## WHAT TO WORK ON
Find each line below that contains the word "wheel" and copy every one of those lines in full.
--- Begin INPUT MATERIAL ---
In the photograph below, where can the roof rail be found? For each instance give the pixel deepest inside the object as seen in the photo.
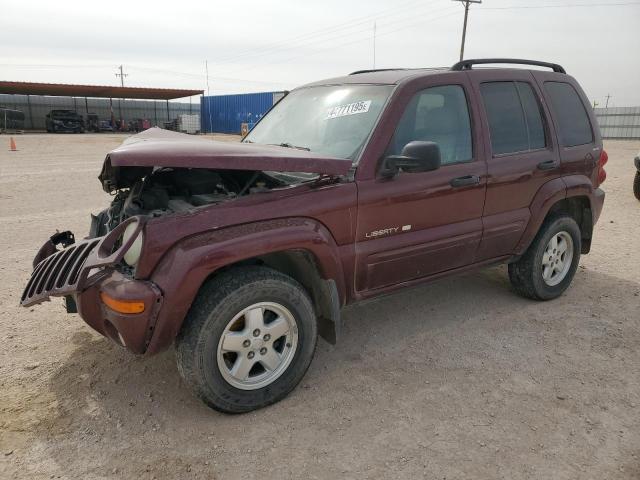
(357, 72)
(467, 64)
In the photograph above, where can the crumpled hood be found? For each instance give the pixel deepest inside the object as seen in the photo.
(163, 148)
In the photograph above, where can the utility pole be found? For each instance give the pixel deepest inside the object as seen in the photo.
(464, 28)
(209, 104)
(374, 45)
(121, 75)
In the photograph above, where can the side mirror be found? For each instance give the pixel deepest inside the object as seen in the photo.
(417, 156)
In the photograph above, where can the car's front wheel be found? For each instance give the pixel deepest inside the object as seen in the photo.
(547, 268)
(248, 339)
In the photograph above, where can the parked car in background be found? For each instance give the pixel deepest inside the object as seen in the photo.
(636, 180)
(105, 126)
(93, 123)
(64, 121)
(11, 120)
(241, 254)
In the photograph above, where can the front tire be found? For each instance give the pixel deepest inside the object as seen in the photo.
(248, 339)
(547, 268)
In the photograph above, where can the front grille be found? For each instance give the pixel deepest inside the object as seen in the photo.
(58, 274)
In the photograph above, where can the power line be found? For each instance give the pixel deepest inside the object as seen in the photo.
(567, 5)
(366, 38)
(287, 43)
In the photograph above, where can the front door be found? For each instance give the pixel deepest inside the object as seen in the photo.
(418, 224)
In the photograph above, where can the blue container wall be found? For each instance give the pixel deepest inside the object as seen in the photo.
(225, 113)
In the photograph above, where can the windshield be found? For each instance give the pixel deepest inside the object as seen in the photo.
(331, 120)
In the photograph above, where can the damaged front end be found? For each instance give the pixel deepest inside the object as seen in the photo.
(92, 277)
(107, 277)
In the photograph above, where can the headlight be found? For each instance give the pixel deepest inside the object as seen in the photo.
(132, 255)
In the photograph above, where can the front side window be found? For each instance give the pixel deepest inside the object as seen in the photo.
(514, 116)
(331, 120)
(573, 122)
(440, 115)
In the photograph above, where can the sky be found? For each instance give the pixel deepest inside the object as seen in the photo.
(256, 46)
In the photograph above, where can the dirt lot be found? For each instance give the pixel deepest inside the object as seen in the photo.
(456, 379)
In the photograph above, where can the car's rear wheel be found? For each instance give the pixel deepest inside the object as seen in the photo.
(547, 268)
(248, 339)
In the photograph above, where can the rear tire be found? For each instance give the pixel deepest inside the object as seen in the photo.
(546, 269)
(220, 334)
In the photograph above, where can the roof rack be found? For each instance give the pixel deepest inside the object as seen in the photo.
(397, 70)
(358, 72)
(467, 64)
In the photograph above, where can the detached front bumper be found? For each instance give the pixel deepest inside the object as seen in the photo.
(86, 271)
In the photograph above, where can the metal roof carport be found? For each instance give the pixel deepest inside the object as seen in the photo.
(94, 91)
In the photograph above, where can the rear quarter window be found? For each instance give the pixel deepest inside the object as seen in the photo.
(574, 127)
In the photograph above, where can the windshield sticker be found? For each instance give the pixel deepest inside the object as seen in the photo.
(350, 109)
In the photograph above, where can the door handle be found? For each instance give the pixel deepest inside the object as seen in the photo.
(547, 165)
(465, 181)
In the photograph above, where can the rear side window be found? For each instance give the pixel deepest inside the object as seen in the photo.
(573, 122)
(440, 115)
(514, 115)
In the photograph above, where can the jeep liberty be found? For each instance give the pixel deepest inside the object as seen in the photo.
(241, 254)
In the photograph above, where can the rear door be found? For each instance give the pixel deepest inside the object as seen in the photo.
(580, 143)
(419, 224)
(521, 154)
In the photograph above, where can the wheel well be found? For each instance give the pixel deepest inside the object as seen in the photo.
(579, 208)
(302, 266)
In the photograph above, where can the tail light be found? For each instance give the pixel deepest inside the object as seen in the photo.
(602, 175)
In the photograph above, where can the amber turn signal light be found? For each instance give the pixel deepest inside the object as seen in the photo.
(122, 306)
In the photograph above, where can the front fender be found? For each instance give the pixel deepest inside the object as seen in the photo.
(187, 264)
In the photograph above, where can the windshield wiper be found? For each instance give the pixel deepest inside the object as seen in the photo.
(289, 145)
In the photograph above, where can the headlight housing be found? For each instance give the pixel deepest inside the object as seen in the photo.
(132, 255)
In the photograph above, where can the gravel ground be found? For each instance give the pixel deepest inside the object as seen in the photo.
(456, 379)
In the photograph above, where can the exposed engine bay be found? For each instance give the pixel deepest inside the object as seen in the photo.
(161, 191)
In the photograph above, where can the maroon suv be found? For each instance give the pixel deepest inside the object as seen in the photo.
(243, 253)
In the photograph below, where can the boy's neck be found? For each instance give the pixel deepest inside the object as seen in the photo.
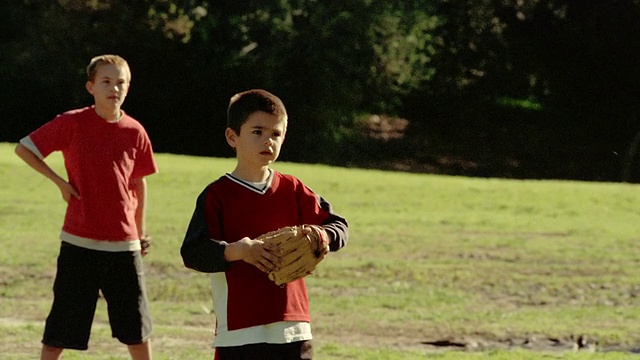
--- End INPUT MATERIAL ---
## EXPECTED ANSWER
In the photograph above, where can the car's front wheel be found? For each instance give the pixel deepest inside the object as seen in the photo.
In the photograph above, where can the car's rear wheel be found? For each instance give the pixel deepest inside the object as seen in the photo.
In the photograph above, where can the wheel well be found? For each instance give the pixel deepest inside the object as seen in the photo.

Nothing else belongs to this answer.